* Records shown
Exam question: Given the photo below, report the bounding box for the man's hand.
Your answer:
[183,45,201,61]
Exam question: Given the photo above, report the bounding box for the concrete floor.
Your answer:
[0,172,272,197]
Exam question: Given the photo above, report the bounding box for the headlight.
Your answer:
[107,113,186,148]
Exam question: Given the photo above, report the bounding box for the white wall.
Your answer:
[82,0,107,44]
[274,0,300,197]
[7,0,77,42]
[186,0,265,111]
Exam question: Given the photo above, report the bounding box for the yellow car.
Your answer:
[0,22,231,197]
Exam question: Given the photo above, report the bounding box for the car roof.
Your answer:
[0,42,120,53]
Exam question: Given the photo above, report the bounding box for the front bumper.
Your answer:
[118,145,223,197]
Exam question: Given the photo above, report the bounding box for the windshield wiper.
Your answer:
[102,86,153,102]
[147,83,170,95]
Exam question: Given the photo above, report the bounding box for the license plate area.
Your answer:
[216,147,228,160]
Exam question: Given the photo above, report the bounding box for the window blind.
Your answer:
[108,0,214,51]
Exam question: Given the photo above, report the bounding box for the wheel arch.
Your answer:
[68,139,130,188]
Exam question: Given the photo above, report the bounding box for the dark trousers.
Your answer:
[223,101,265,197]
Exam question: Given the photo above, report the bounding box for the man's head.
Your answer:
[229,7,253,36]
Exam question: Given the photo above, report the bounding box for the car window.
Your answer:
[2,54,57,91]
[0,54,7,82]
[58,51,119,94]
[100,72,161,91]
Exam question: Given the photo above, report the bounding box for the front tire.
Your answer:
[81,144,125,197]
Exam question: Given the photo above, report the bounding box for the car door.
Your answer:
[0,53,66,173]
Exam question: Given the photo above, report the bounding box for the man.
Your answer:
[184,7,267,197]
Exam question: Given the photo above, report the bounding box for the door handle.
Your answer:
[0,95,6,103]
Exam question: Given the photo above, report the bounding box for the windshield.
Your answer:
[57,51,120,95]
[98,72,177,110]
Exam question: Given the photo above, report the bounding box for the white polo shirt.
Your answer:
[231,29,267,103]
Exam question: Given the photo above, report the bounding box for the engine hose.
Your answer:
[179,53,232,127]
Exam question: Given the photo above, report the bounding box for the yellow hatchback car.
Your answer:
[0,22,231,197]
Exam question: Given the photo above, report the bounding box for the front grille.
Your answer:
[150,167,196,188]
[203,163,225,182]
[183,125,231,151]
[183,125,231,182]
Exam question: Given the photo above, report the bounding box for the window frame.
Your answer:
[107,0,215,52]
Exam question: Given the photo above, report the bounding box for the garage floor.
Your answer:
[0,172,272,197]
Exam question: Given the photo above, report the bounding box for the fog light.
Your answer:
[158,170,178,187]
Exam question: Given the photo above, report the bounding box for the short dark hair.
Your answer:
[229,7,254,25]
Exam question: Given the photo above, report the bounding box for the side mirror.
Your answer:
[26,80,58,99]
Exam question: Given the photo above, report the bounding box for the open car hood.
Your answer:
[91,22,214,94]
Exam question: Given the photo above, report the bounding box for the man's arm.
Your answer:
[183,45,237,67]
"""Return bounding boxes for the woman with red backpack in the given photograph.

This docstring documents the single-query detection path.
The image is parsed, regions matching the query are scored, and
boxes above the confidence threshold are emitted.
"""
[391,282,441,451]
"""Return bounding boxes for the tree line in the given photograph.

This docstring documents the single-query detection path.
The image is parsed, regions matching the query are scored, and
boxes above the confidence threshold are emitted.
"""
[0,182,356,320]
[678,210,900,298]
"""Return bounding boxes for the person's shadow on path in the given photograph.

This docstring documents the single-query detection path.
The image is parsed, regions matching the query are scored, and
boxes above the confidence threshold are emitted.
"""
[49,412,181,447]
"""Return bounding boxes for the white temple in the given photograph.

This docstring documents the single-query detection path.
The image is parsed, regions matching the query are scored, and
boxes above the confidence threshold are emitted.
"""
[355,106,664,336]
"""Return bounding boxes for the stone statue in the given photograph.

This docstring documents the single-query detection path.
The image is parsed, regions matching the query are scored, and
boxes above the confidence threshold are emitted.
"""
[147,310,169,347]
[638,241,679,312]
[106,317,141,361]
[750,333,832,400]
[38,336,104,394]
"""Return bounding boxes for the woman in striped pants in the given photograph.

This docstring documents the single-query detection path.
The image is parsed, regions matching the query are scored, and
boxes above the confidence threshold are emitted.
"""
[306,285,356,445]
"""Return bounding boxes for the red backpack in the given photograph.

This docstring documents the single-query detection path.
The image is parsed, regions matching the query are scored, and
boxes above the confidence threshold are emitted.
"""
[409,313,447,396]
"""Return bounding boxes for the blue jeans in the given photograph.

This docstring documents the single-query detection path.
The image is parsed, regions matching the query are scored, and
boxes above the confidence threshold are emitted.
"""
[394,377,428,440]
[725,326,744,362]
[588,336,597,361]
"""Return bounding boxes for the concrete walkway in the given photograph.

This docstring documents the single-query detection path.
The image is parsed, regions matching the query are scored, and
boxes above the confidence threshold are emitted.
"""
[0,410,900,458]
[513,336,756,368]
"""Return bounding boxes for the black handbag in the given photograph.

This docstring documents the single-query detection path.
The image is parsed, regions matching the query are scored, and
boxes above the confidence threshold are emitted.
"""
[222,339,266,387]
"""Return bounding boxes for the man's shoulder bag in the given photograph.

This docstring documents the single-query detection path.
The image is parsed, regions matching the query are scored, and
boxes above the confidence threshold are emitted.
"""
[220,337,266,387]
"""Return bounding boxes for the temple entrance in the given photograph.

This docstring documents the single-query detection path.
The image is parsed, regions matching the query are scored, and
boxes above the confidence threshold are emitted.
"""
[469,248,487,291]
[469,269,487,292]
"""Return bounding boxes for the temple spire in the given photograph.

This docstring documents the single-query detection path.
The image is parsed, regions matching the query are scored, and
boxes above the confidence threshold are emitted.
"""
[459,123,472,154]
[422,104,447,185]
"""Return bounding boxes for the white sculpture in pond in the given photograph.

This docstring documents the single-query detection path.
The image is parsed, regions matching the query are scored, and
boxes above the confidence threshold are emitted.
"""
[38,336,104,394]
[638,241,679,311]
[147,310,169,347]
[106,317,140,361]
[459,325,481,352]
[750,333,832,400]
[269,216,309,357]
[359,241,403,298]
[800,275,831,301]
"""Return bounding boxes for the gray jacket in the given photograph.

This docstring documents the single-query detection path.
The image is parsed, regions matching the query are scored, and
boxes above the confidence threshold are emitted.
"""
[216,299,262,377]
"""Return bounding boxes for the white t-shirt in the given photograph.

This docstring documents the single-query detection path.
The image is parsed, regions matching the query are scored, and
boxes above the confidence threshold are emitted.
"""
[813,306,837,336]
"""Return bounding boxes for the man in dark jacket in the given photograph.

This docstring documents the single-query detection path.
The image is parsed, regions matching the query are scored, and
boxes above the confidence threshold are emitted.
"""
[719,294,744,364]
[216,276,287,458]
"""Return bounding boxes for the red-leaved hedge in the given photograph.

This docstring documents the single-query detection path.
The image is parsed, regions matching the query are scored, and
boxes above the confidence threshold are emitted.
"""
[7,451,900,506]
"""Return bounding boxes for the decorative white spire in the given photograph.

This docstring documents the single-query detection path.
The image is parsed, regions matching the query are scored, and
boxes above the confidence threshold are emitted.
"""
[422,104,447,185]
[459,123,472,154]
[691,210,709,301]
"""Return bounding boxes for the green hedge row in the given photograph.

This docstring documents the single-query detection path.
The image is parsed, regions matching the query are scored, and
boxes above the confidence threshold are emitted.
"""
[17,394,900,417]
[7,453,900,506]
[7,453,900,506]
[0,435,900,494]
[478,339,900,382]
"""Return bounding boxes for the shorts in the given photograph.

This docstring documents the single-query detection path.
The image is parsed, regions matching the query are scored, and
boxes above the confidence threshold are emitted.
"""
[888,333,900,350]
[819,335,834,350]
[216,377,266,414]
...
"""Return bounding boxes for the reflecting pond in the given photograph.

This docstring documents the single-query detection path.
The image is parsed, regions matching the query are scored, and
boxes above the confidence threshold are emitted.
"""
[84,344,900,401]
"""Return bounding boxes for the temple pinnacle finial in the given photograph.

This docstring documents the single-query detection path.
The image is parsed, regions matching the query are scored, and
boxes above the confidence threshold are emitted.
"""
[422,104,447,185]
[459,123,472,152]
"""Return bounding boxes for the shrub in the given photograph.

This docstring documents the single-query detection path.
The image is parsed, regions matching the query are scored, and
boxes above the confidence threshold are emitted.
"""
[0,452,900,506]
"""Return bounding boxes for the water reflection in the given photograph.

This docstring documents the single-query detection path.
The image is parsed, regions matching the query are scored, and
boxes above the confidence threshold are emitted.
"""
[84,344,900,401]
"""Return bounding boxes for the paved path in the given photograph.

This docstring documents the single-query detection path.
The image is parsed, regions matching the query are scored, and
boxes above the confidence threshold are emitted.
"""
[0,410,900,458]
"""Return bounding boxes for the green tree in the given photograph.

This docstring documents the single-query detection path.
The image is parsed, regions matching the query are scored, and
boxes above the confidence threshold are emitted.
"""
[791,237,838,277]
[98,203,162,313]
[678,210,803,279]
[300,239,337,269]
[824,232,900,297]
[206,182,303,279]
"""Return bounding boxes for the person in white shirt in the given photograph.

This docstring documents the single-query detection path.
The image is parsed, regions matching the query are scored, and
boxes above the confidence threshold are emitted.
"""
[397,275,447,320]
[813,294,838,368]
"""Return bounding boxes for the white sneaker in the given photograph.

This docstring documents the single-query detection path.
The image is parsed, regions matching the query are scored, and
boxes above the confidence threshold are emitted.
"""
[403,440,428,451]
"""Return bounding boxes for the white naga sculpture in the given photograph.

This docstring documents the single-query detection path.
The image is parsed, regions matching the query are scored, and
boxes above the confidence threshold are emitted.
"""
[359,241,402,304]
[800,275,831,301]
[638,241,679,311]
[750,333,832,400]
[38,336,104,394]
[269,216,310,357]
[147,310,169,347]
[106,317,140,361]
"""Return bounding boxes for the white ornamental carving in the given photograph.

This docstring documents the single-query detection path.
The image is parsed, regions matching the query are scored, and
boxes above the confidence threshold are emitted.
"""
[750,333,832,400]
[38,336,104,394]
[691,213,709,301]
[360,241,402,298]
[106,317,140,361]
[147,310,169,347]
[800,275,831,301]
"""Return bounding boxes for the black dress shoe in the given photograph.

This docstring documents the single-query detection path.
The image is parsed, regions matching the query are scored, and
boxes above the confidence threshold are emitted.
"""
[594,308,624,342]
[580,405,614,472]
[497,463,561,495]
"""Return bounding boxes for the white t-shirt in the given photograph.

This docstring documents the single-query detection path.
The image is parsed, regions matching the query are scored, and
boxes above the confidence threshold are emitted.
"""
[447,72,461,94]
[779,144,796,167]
* * *
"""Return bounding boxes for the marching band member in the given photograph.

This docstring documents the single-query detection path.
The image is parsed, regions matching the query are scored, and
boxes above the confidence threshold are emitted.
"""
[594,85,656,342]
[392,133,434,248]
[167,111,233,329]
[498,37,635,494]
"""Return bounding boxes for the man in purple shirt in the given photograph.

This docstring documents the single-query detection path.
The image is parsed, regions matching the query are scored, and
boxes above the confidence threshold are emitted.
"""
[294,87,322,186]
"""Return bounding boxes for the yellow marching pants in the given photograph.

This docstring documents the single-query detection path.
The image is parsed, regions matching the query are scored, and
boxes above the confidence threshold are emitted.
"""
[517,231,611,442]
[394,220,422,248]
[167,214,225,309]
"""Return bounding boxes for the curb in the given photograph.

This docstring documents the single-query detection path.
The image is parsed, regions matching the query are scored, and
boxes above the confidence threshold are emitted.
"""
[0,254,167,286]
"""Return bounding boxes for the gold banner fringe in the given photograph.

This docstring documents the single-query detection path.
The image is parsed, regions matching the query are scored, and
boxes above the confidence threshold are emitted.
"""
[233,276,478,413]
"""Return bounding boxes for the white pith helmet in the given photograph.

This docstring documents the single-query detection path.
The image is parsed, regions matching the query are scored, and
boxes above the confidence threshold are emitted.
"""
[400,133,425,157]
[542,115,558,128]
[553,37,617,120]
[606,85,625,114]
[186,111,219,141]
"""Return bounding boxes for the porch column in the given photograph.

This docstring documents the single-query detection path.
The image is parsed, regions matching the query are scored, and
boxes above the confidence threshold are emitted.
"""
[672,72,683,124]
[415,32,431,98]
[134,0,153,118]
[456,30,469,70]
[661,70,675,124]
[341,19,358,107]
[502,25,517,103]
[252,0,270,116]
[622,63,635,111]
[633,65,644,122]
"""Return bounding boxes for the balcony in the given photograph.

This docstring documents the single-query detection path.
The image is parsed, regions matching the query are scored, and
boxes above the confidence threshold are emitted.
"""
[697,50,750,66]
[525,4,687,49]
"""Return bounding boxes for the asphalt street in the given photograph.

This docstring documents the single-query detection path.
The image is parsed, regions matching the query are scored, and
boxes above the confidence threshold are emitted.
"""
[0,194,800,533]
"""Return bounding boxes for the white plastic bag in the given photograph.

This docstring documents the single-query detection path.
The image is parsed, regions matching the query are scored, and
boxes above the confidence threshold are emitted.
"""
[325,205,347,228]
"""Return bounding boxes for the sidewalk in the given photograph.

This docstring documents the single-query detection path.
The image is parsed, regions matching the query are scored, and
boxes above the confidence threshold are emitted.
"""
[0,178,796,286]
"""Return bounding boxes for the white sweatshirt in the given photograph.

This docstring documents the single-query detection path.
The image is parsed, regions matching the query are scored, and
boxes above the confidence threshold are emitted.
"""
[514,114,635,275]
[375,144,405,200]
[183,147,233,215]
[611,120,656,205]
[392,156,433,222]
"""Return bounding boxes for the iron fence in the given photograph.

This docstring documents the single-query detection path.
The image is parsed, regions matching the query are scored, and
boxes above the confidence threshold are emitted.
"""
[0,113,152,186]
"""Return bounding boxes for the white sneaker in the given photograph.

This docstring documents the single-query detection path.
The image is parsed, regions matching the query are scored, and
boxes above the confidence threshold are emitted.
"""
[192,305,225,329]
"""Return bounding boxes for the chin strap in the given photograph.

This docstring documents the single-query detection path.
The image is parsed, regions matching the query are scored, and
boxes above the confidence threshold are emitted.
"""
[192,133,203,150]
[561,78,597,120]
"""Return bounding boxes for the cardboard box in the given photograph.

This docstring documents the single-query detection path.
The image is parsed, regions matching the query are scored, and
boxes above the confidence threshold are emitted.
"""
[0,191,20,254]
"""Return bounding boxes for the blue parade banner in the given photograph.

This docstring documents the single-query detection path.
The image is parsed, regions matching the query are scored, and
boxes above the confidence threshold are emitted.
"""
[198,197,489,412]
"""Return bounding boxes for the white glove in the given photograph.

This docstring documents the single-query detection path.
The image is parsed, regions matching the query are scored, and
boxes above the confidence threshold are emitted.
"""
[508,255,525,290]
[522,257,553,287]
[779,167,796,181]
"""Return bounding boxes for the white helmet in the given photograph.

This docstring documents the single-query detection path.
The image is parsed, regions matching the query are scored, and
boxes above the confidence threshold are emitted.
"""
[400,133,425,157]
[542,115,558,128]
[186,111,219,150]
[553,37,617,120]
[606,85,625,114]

* Directive
Could you copy the material again, beginning at the line that has "sidewalk in the given photograph." and stopping after the line that has "[0,178,796,286]", keeping every line but shifting each bounding-box coordinate up by 108?

* Reply to the task
"""Return bounding boxes for the sidewalk in the given photograph.

This docstring documents the single-query detection path.
The image is parsed, regions matching the query are scored, and
boxes above the confidence threshold are emitted.
"""
[108,286,904,394]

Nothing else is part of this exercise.